DIRECTIONS FOR THIS TASK:
Revise the records below so that every "outline" becomes "contour" and nothing else changes. Omit the pictures from your answer.

Outline labeling records

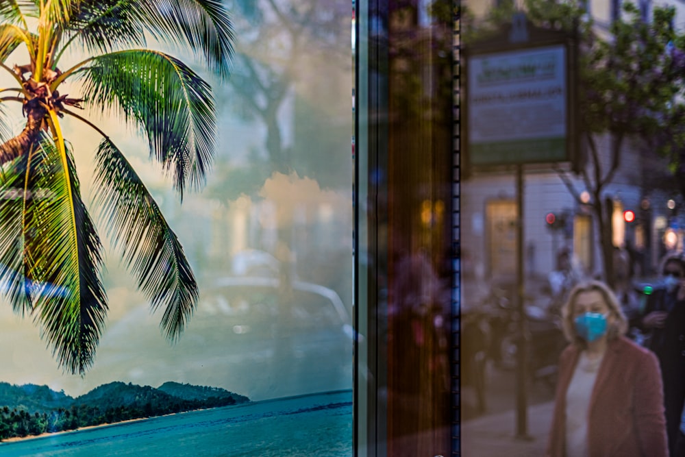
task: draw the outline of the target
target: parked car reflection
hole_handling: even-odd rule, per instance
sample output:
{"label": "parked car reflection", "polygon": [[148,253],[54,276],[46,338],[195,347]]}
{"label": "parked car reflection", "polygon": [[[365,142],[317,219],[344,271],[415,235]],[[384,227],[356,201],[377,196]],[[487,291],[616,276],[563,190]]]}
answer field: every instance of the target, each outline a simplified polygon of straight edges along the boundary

SOLUTION TO THE PROBLEM:
task: draw the contour of the target
target: parked car reflection
hole_handling: even-odd rule, per instance
sample output:
{"label": "parked car reflection", "polygon": [[148,253],[54,276],[46,338],[195,347]]}
{"label": "parked car reflection", "polygon": [[[365,142],[317,219],[344,271],[415,235]],[[384,227],[356,201],[377,196]],[[487,291],[616,276],[563,190]]]}
answer field: every instance of the target, each contour a simplified polygon of straight edges along the boundary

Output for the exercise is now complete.